Could you retype every line of the data underneath without altering anything?

--- DATA TO USE Enclosed Below ---

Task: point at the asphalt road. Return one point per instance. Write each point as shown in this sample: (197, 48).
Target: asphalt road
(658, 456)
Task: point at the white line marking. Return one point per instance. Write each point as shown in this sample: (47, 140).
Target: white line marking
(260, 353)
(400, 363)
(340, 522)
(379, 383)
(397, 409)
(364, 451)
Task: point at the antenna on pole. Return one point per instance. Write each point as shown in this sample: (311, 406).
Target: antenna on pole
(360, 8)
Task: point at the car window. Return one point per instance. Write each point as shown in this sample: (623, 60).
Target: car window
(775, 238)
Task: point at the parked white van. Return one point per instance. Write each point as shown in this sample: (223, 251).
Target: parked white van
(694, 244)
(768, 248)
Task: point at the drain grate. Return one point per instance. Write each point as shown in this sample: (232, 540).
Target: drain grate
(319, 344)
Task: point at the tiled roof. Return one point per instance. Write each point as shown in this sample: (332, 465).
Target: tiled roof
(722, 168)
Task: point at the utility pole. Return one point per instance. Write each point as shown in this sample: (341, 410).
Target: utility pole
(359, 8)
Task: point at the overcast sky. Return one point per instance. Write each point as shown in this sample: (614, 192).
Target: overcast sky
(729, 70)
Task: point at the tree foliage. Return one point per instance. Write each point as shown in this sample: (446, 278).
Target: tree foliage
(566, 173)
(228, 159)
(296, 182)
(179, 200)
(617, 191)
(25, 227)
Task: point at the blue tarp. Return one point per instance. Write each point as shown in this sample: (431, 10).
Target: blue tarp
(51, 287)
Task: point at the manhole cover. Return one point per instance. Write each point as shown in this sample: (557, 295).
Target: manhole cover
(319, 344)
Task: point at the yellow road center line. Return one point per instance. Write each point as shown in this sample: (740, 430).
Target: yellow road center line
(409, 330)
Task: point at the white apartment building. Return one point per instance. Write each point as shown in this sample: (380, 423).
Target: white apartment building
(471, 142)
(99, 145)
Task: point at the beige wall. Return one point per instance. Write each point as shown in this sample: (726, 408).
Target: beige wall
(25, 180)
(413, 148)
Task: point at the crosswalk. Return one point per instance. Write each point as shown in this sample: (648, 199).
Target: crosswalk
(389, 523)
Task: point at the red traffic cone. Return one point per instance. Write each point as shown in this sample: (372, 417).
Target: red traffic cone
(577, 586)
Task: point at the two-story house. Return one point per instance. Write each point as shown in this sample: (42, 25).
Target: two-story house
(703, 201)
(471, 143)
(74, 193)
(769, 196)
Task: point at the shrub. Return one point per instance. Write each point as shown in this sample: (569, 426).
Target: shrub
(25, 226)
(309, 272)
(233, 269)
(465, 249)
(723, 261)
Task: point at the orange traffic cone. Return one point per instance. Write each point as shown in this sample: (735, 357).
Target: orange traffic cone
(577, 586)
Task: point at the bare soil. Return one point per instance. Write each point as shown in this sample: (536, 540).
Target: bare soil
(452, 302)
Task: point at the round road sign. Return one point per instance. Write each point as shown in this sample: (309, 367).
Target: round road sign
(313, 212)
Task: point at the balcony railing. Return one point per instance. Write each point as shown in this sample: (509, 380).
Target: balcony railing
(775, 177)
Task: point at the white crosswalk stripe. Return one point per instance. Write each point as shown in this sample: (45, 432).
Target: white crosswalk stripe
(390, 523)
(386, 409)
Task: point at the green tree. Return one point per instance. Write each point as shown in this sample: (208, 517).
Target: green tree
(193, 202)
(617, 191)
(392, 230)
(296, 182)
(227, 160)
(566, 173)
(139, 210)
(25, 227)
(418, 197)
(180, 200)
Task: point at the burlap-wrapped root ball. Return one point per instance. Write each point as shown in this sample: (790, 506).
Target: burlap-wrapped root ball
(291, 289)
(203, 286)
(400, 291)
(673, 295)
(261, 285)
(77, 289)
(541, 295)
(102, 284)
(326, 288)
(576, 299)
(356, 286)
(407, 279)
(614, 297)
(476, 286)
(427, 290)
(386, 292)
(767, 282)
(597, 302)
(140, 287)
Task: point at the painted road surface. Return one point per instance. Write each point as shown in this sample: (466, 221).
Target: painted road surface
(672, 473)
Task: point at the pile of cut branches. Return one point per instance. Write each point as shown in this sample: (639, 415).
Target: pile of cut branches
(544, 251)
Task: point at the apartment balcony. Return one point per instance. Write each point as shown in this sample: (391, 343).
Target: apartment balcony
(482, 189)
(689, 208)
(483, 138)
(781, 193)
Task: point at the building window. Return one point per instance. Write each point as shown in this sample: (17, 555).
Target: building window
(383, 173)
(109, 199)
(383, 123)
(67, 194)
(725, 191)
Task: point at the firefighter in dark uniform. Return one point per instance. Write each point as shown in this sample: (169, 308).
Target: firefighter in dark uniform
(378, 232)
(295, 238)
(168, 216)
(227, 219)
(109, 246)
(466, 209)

--- End of Enclosed DATA TO USE ---

▸ **WRITTEN REPLY**:
Task: point at the asphalt road. Return one point per instance. Write each point as shown in this sample: (197, 48).
Target: asphalt road
(658, 456)
Task: point at the white line marking. Return one point per instance. Write each point as shown in this sample: (47, 140).
Target: white line marking
(260, 353)
(400, 363)
(340, 522)
(379, 383)
(397, 409)
(364, 451)
Task: point at the antenna on pole. Return one point per instance. Write each point as shown in this sample: (311, 406).
Target: antenna on pole
(360, 8)
Task: point at the car window. Return one point per instance. Write each point as shown in this sample: (623, 60).
Target: car window
(775, 238)
Task: point at the parked white van. Return one point per instance. Write each point as shown in this sample: (223, 251).
Target: parked white van
(694, 244)
(768, 248)
Task: point at the drain grate. Return one point per instance. Write each point as shown in this sample: (232, 540).
Target: drain grate
(319, 344)
Task: point at the tiled roof. Return one point per instance. Write each point as shown in this sample: (332, 465).
Target: tiled roof
(722, 168)
Task: point at the utility pole. Return one point per instance. Write each point as shown in this sample: (341, 410).
Target: utility pole
(359, 8)
Task: point at the overcast sky. Return one point per instance. Write each point as shown in this sample: (614, 192).
Target: overcast sky
(729, 70)
Task: point at the tree foliage. Return one point per instance. Write each point as shown in this sample: (446, 278).
Target: tree foliage
(566, 173)
(228, 159)
(296, 182)
(179, 200)
(617, 191)
(25, 227)
Task: point at the blue tarp. Return one point per instance. Write each point as shown in this sample: (431, 10).
Target: blue tarp
(51, 287)
Task: point at the manhole cover. Return one point per instance. Write each point as shown in this sample: (557, 295).
Target: manhole cover
(319, 344)
Task: point at the yellow road center line. Return one point per instance. Write each point as shown in this sample: (740, 430).
Target: yellow road center line
(409, 330)
Task: point at the white apartment building. Return one point per instance. Write each point as shown in this sample: (380, 423).
Target: white apartment building
(471, 142)
(99, 145)
Task: point at the beige wall. Return one point per instance. Write each point as shown in this sample: (726, 408).
Target: beige wall
(25, 180)
(413, 148)
Task: point at the crosswalk. Return one point per instance. Write each point as shown in this sample: (648, 199).
Target: crosswalk
(389, 523)
Task: point at the red traffic cone. Return one point per instance. Write each point as shown in this sample: (372, 417).
Target: red traffic cone
(577, 586)
Task: point at the two-story house. Return one point per instance. Write each point as shown in this sample: (42, 25).
Target: two-story house
(703, 201)
(471, 143)
(74, 193)
(769, 196)
Task: point at the shrub. Return one point per instance. Write each point as shown in this sample: (569, 426).
Target: shrub
(25, 226)
(309, 272)
(233, 269)
(465, 249)
(723, 261)
Task: point at the orange traffic cone. Return one point per instance. Write each point as shown in this sample: (735, 357).
Target: orange traffic cone
(577, 586)
Task: point at the bare soil. Return one point per instance. Write each point as shown in this sample: (536, 540).
Target: bare soil
(452, 302)
Task: point at the round road sign. Return one point per instance. Write each point as shown in this sample: (309, 367).
Target: round road sign
(313, 212)
Task: point at the balcony railing. Return one point per instance. Write each point as shown in this sample: (509, 380).
Target: balcony railing
(775, 177)
Task: point at the white crosswalk stripe. Return one point per instance. Write each point as shown in this sample: (45, 432).
Target: white crosswalk stripe
(390, 523)
(386, 409)
Task: point at the green tree. Return one point per instance. Write each point as shown in this sample: (208, 517).
Target: green tree
(193, 202)
(617, 191)
(392, 230)
(296, 182)
(227, 160)
(566, 173)
(139, 210)
(25, 227)
(418, 197)
(180, 200)
Task: point at the burlap-wrapped root ball. Return one point per instance. Write each point as shown in this sample: (790, 506).
Target: burlap-wrapped root ball
(291, 289)
(203, 286)
(400, 291)
(673, 295)
(261, 285)
(77, 289)
(541, 295)
(102, 284)
(326, 288)
(576, 299)
(356, 286)
(407, 279)
(614, 297)
(476, 286)
(427, 290)
(386, 292)
(767, 282)
(597, 302)
(140, 287)
Task: point at the painted road surface. Return one point per instance. Write each point as shown in this sample: (466, 221).
Target: painted road surface
(672, 473)
Task: point at the pile of cut branches. Return one point per instance. Write each point as shown in this sample: (639, 415).
Target: pile of cut branches
(544, 251)
Task: point at the apartment balcony. Return one point per instance. Write each point as shown in this sample: (391, 343).
Target: apartment balcony
(482, 189)
(689, 208)
(483, 138)
(781, 193)
Task: point at the building window. Return one point per instance. Write each point as shown in this sample: (17, 555).
Target: building window
(383, 173)
(109, 199)
(383, 123)
(67, 194)
(725, 191)
Task: point at the firefighter in dark uniform. Return one point per instance. Write each point as shown in this sample: (169, 308).
Target: firefighter in dark uniform
(378, 232)
(295, 238)
(168, 216)
(227, 219)
(109, 246)
(466, 209)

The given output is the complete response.